__AIM__.
Reproduce the part of the material that opens with the line containing "of the nightstand." and closes at the end of the material, replacing "lamp shade" with "lampshade" and leaving everything else unchanged. Omit the pictures from your answer.

________

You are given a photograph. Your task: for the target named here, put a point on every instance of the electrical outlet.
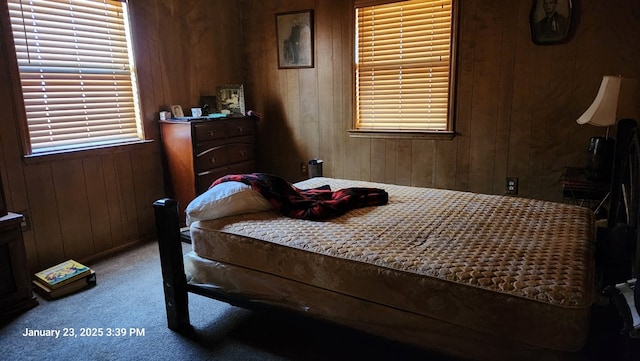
(512, 185)
(26, 221)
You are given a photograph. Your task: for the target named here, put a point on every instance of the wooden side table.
(16, 294)
(581, 190)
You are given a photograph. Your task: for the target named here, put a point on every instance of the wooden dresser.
(15, 280)
(201, 151)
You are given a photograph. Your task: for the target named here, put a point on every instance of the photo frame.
(209, 104)
(550, 21)
(230, 99)
(294, 35)
(176, 111)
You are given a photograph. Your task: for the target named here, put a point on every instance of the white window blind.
(76, 71)
(403, 53)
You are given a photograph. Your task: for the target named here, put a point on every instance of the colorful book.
(76, 285)
(62, 274)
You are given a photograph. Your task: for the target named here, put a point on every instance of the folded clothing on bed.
(312, 204)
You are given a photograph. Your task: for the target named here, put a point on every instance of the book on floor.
(62, 274)
(77, 284)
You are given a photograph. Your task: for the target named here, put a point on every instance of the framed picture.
(208, 104)
(294, 33)
(550, 21)
(177, 112)
(230, 99)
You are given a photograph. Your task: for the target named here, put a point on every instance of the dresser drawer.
(244, 167)
(241, 152)
(208, 131)
(204, 179)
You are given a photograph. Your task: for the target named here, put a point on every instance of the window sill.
(438, 135)
(84, 152)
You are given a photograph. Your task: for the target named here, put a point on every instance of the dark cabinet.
(200, 151)
(15, 280)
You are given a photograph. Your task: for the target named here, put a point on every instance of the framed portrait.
(208, 104)
(230, 99)
(550, 21)
(294, 34)
(176, 111)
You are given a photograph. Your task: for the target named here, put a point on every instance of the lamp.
(616, 99)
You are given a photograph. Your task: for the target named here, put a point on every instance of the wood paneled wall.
(87, 204)
(516, 101)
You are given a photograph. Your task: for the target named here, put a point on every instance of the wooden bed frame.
(620, 238)
(619, 248)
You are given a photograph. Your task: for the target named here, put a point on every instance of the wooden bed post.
(173, 276)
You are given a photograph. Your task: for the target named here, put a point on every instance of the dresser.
(200, 151)
(15, 280)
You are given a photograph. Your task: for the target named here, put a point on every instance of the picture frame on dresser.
(230, 99)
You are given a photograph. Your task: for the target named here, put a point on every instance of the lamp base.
(600, 158)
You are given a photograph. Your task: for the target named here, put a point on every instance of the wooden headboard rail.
(622, 243)
(625, 190)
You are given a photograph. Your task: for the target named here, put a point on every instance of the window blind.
(76, 73)
(403, 65)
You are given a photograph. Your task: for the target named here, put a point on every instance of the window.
(77, 75)
(403, 65)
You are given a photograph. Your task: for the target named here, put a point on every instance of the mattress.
(508, 268)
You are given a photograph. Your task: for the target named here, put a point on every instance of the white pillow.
(226, 199)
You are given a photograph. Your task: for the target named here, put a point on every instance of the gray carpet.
(129, 296)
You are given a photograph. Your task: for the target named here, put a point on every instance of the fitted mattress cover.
(514, 268)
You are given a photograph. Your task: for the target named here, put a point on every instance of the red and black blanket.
(313, 204)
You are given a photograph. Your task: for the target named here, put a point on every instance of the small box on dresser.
(200, 151)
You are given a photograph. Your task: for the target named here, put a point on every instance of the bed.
(469, 275)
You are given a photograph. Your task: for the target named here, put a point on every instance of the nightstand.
(579, 189)
(15, 281)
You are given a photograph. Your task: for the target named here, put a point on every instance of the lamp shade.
(616, 99)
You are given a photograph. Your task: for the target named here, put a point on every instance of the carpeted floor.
(129, 296)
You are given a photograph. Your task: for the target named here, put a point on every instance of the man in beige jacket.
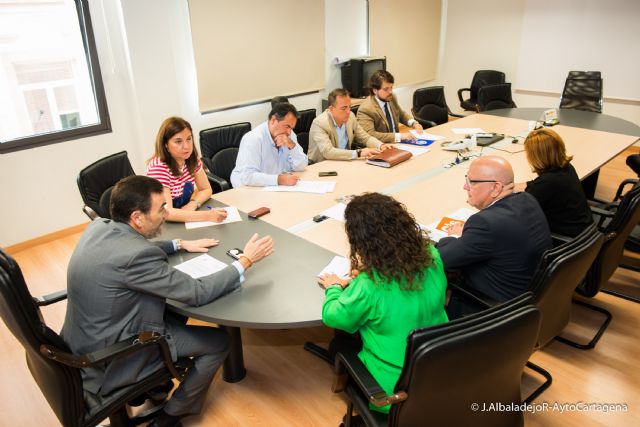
(336, 135)
(380, 114)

________

__WRITTEN ANSWER__.
You are given a photograph. Your task: for the target named here, put a point on every instance of the nightstand.
(579, 189)
(15, 281)
You are given a photograph. Your task: for the target named here, put a point on every instance of the lampshade.
(616, 99)
You are given a photograph. Your task: for the target named here, put a point on every instance of the carpeted floor.
(129, 296)
You are given a photograph. Your task: for the target named here, put a point on every instance of the man in beige jacket.
(336, 135)
(380, 114)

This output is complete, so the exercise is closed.